• Exercise goal
Going through the material below, please gather all lines with the word "advertising" in them.
*-*-*
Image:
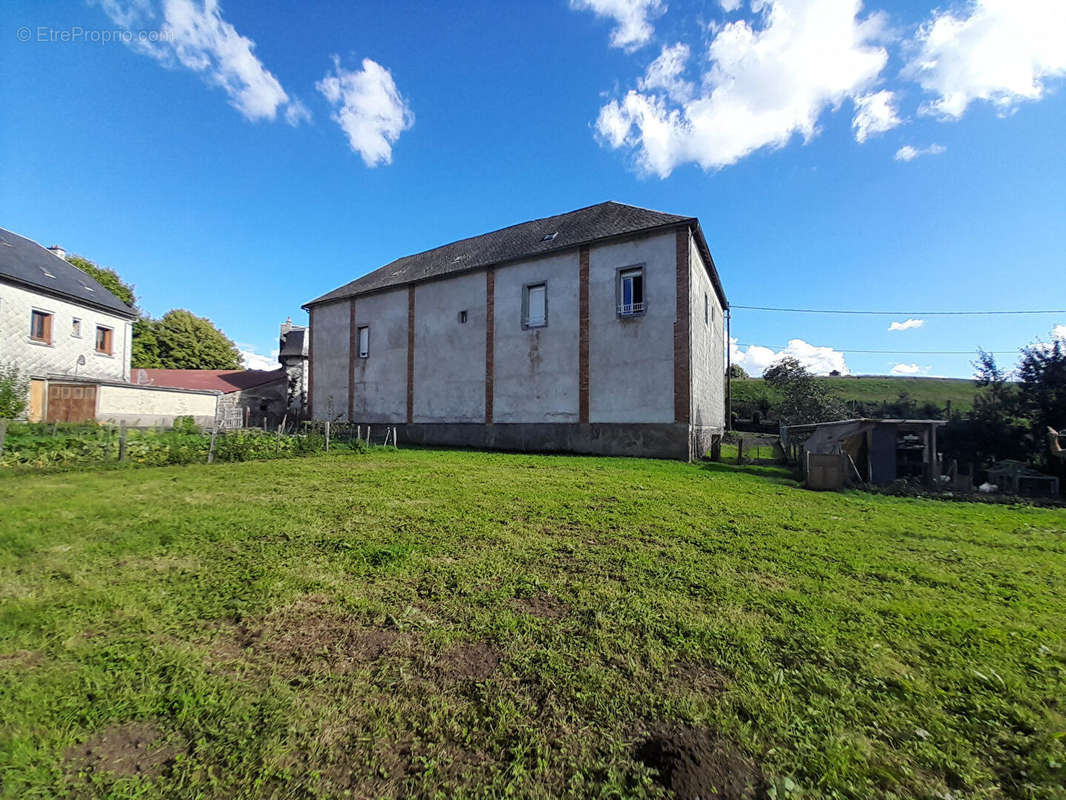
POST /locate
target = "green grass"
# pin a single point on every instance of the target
(876, 389)
(423, 623)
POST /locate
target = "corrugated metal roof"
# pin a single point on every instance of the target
(216, 380)
(25, 261)
(528, 239)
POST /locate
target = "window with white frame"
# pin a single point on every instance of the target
(535, 305)
(631, 291)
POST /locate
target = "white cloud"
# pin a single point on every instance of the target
(632, 18)
(194, 35)
(369, 109)
(906, 325)
(665, 74)
(252, 360)
(908, 369)
(1002, 52)
(874, 113)
(907, 153)
(759, 86)
(820, 361)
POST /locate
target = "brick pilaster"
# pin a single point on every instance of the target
(489, 341)
(410, 353)
(583, 335)
(310, 362)
(682, 370)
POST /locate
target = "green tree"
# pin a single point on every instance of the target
(804, 399)
(107, 277)
(13, 392)
(182, 340)
(1042, 390)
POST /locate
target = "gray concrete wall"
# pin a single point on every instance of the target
(536, 369)
(148, 406)
(450, 355)
(381, 379)
(707, 347)
(329, 353)
(656, 441)
(631, 360)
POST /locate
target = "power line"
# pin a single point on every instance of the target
(887, 352)
(892, 314)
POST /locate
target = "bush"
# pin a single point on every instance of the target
(41, 445)
(186, 425)
(13, 392)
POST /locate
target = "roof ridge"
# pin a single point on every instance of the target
(584, 225)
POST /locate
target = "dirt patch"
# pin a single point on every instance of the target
(20, 659)
(309, 635)
(127, 750)
(542, 605)
(388, 770)
(696, 765)
(468, 661)
(699, 676)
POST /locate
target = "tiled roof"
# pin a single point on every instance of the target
(26, 262)
(216, 380)
(528, 239)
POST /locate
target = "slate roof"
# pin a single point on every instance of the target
(216, 380)
(525, 240)
(25, 261)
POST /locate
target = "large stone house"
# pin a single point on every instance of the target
(57, 321)
(598, 331)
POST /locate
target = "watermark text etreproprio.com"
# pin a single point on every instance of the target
(49, 34)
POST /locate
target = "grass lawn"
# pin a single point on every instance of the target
(423, 623)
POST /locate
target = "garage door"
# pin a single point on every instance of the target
(70, 402)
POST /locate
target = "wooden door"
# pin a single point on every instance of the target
(70, 402)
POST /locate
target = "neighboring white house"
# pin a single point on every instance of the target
(58, 321)
(597, 331)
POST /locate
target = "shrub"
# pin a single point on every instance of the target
(13, 392)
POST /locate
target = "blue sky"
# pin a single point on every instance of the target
(244, 158)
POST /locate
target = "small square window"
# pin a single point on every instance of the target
(41, 326)
(631, 291)
(535, 306)
(103, 340)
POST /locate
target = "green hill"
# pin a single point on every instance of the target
(869, 389)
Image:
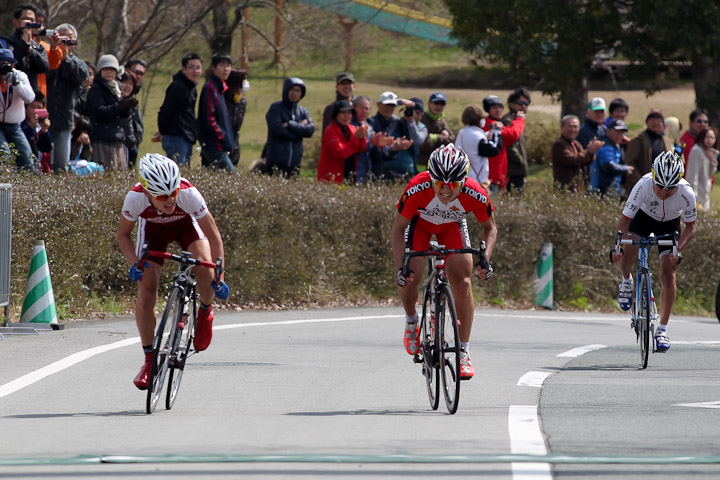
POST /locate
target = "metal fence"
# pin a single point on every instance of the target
(5, 244)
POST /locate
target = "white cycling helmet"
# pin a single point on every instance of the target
(158, 174)
(448, 164)
(667, 170)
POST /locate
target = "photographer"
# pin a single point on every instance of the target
(15, 92)
(63, 87)
(31, 57)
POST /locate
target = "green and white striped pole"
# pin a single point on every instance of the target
(544, 285)
(39, 304)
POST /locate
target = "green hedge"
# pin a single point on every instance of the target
(299, 243)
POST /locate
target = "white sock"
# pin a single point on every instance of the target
(411, 319)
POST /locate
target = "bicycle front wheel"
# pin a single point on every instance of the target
(183, 343)
(644, 327)
(162, 349)
(431, 369)
(446, 317)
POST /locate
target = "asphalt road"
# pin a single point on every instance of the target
(332, 394)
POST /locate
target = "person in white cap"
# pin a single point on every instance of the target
(387, 123)
(15, 92)
(106, 108)
(594, 126)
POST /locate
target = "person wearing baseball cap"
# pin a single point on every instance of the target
(439, 131)
(594, 125)
(15, 92)
(344, 89)
(642, 149)
(387, 124)
(607, 171)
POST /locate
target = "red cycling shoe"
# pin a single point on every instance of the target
(203, 336)
(142, 380)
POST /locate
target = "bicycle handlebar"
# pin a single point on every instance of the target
(670, 239)
(184, 259)
(440, 251)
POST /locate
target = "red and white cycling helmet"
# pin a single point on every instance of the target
(667, 170)
(448, 164)
(158, 174)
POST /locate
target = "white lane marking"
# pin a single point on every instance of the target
(715, 404)
(300, 321)
(533, 379)
(576, 352)
(526, 439)
(67, 362)
(55, 367)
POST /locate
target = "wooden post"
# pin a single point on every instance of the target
(348, 26)
(245, 38)
(279, 4)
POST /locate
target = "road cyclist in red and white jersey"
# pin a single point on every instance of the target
(436, 202)
(168, 208)
(655, 206)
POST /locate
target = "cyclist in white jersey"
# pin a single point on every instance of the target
(656, 204)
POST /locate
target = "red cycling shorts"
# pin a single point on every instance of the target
(159, 236)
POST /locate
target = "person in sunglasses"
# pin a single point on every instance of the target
(167, 208)
(656, 204)
(439, 131)
(437, 202)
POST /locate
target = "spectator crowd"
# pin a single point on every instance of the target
(59, 113)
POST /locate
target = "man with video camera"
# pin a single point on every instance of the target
(63, 87)
(31, 56)
(15, 92)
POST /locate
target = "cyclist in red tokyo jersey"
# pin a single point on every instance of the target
(167, 208)
(436, 202)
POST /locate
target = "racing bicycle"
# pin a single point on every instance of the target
(644, 315)
(439, 327)
(172, 344)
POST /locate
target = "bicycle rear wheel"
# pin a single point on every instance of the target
(162, 349)
(184, 336)
(431, 369)
(644, 320)
(450, 351)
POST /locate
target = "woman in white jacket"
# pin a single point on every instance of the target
(702, 165)
(478, 144)
(15, 92)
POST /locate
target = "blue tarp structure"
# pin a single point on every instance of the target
(391, 17)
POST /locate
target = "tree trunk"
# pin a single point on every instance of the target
(706, 77)
(574, 96)
(221, 38)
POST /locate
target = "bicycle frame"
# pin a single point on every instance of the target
(440, 343)
(644, 313)
(174, 335)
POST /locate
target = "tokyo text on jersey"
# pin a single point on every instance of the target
(419, 199)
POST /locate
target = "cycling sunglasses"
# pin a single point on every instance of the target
(451, 185)
(162, 198)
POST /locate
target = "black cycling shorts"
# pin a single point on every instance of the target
(643, 225)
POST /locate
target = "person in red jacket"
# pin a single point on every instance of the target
(341, 142)
(498, 164)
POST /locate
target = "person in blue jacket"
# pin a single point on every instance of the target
(607, 170)
(288, 124)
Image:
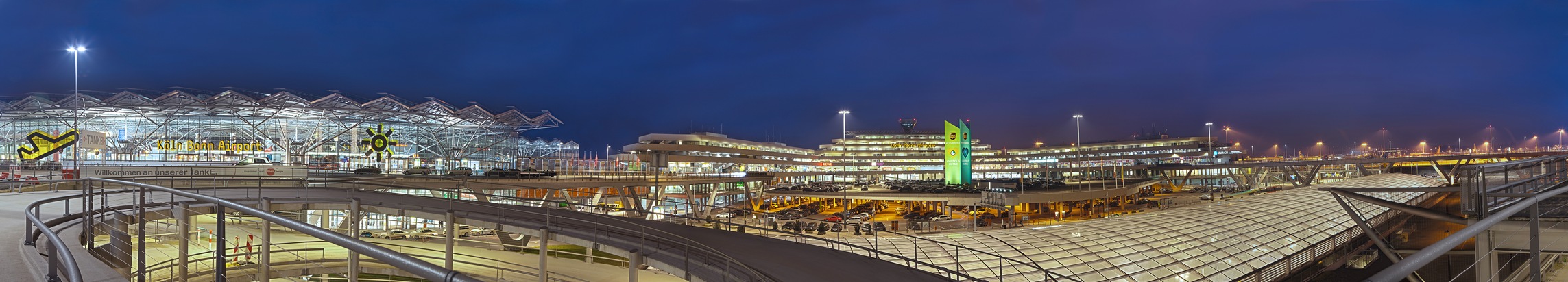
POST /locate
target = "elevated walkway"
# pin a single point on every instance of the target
(1252, 239)
(689, 253)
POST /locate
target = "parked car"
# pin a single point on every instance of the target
(394, 234)
(254, 162)
(418, 170)
(471, 231)
(367, 170)
(430, 232)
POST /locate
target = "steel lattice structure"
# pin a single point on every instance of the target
(289, 124)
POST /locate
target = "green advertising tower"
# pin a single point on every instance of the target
(955, 154)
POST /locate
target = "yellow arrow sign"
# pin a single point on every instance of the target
(43, 144)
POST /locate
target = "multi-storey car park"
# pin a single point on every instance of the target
(285, 126)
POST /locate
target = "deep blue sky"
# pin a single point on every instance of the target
(1277, 73)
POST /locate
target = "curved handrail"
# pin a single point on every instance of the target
(58, 246)
(170, 264)
(386, 256)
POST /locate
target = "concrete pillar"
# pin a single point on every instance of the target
(353, 229)
(267, 243)
(118, 240)
(544, 254)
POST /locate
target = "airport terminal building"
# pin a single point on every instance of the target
(918, 155)
(286, 126)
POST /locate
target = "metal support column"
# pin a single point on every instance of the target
(632, 265)
(544, 254)
(219, 262)
(452, 235)
(1374, 235)
(1485, 259)
(182, 225)
(1536, 242)
(353, 231)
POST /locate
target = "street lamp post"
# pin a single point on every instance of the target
(1227, 135)
(75, 88)
(1078, 144)
(844, 133)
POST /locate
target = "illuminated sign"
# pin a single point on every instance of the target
(192, 144)
(380, 142)
(43, 144)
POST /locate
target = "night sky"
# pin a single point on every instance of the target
(1279, 73)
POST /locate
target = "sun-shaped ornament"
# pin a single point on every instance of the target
(380, 142)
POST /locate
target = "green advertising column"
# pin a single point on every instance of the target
(955, 154)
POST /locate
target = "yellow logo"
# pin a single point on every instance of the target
(380, 142)
(43, 144)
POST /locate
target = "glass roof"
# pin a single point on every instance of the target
(1211, 242)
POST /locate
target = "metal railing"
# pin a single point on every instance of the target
(378, 182)
(383, 254)
(1495, 193)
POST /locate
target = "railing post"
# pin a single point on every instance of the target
(52, 261)
(141, 234)
(544, 251)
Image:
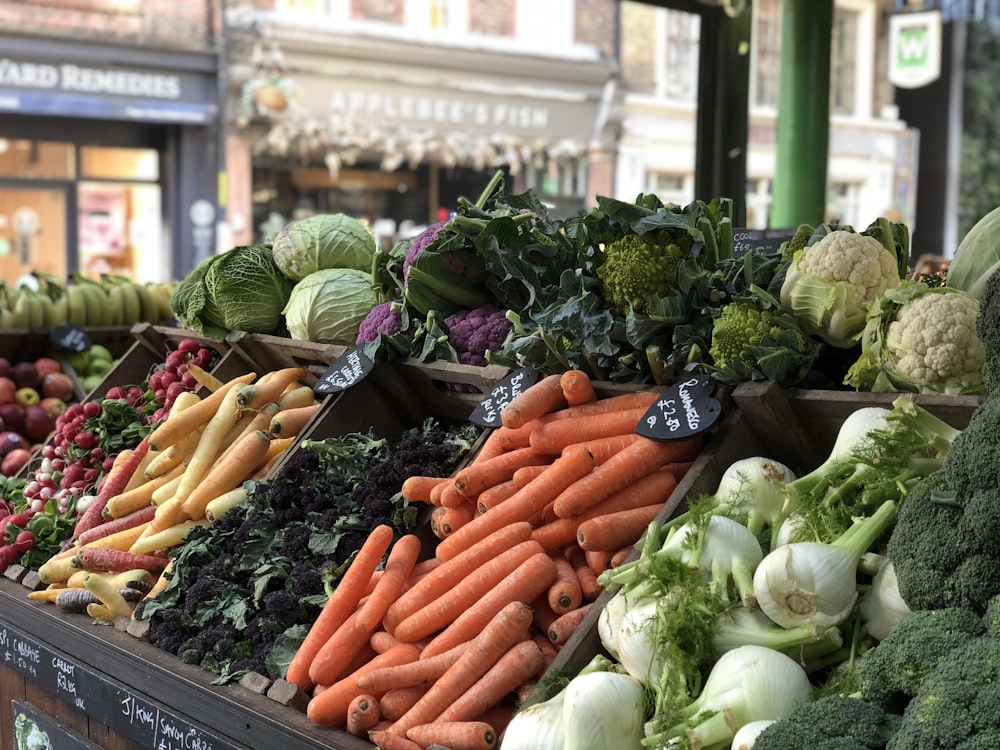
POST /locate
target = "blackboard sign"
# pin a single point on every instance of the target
(490, 409)
(348, 369)
(762, 240)
(133, 716)
(35, 729)
(69, 338)
(684, 410)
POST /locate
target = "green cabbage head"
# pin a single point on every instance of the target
(323, 241)
(241, 289)
(328, 305)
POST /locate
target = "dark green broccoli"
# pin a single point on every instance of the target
(834, 722)
(639, 266)
(891, 672)
(944, 546)
(958, 704)
(752, 340)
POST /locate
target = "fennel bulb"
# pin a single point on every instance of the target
(882, 607)
(721, 549)
(751, 488)
(815, 583)
(749, 683)
(603, 710)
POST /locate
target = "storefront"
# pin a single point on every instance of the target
(395, 131)
(107, 160)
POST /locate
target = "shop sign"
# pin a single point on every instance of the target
(914, 49)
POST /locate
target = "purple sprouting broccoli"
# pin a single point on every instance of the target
(384, 318)
(418, 244)
(475, 332)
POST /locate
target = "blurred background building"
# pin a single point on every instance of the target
(140, 136)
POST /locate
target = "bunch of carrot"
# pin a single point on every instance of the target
(187, 472)
(429, 650)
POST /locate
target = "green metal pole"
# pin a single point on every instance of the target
(799, 191)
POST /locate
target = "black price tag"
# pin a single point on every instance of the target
(70, 338)
(487, 413)
(348, 369)
(685, 409)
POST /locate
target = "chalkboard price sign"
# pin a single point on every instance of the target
(684, 410)
(488, 412)
(348, 369)
(131, 715)
(69, 338)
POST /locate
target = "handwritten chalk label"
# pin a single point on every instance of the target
(70, 338)
(685, 409)
(488, 412)
(348, 369)
(762, 240)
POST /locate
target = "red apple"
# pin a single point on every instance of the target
(26, 375)
(13, 462)
(54, 406)
(12, 415)
(58, 385)
(38, 423)
(27, 396)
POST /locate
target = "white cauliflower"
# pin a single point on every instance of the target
(829, 285)
(920, 339)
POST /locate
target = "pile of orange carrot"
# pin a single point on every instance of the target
(430, 650)
(189, 470)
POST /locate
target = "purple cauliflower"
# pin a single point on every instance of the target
(383, 318)
(472, 333)
(418, 244)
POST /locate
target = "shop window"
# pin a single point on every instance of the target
(678, 64)
(98, 162)
(36, 160)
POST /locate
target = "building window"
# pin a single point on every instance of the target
(678, 68)
(843, 61)
(766, 60)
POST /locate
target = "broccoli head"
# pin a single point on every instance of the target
(834, 722)
(637, 267)
(891, 672)
(958, 704)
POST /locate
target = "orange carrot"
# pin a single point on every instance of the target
(176, 426)
(398, 566)
(541, 398)
(456, 517)
(451, 497)
(444, 610)
(508, 626)
(588, 579)
(562, 473)
(553, 436)
(565, 593)
(330, 707)
(495, 494)
(227, 473)
(476, 477)
(565, 625)
(577, 387)
(613, 531)
(449, 573)
(363, 713)
(527, 581)
(384, 739)
(423, 671)
(398, 701)
(340, 605)
(625, 467)
(455, 735)
(522, 662)
(417, 488)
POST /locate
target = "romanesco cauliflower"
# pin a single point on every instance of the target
(636, 267)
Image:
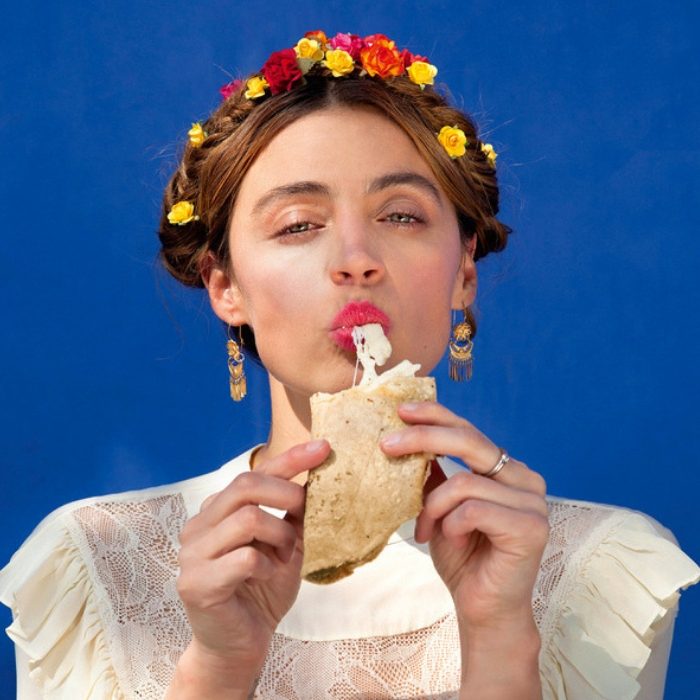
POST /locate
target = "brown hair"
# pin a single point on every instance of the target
(210, 175)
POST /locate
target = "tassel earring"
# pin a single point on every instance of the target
(460, 360)
(237, 380)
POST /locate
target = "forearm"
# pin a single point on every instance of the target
(501, 663)
(199, 675)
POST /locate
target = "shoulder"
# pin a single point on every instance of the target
(92, 569)
(608, 579)
(128, 506)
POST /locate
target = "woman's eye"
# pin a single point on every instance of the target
(402, 218)
(298, 227)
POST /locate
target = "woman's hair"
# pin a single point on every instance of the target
(210, 174)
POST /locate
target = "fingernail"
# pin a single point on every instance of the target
(315, 445)
(391, 440)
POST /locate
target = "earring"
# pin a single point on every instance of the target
(460, 360)
(237, 380)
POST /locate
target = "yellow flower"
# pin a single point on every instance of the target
(197, 135)
(309, 48)
(491, 155)
(339, 62)
(453, 140)
(256, 87)
(181, 213)
(422, 73)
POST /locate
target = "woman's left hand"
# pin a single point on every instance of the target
(486, 535)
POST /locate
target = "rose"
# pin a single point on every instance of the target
(408, 58)
(422, 73)
(182, 213)
(319, 36)
(256, 87)
(373, 38)
(197, 135)
(348, 42)
(381, 58)
(227, 90)
(309, 49)
(339, 62)
(281, 71)
(453, 140)
(490, 153)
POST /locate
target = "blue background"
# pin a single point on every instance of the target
(586, 360)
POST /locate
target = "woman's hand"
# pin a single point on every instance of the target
(240, 572)
(487, 536)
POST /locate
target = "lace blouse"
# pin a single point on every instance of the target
(97, 615)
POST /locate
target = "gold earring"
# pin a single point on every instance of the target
(237, 381)
(460, 360)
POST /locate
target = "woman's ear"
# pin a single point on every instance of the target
(464, 292)
(224, 294)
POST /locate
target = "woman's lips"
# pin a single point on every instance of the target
(356, 313)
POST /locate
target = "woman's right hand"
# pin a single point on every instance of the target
(240, 567)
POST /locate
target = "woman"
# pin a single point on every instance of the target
(338, 184)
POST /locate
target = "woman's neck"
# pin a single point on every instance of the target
(290, 424)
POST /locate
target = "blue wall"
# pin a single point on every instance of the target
(587, 353)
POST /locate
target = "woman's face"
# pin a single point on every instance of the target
(341, 208)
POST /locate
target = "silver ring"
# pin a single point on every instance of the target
(502, 461)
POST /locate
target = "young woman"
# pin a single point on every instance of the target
(337, 188)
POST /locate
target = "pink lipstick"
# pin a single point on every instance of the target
(356, 313)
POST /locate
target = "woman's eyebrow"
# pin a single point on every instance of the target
(405, 178)
(290, 190)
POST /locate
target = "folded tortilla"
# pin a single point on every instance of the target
(359, 496)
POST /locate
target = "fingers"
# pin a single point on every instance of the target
(434, 428)
(465, 487)
(249, 525)
(268, 485)
(504, 526)
(223, 575)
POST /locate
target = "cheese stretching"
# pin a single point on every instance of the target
(359, 496)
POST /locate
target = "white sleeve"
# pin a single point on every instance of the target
(26, 688)
(613, 634)
(652, 677)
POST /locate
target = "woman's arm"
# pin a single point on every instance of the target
(239, 575)
(486, 536)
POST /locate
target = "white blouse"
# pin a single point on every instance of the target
(97, 615)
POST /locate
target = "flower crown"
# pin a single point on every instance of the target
(343, 55)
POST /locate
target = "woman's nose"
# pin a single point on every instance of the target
(355, 261)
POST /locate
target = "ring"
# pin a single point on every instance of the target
(502, 461)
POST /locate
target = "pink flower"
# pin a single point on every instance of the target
(228, 89)
(348, 42)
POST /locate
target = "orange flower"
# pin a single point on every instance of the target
(382, 58)
(319, 36)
*-*-*
• Answer to this problem
target = "green advertising tower"
target = "green advertising column"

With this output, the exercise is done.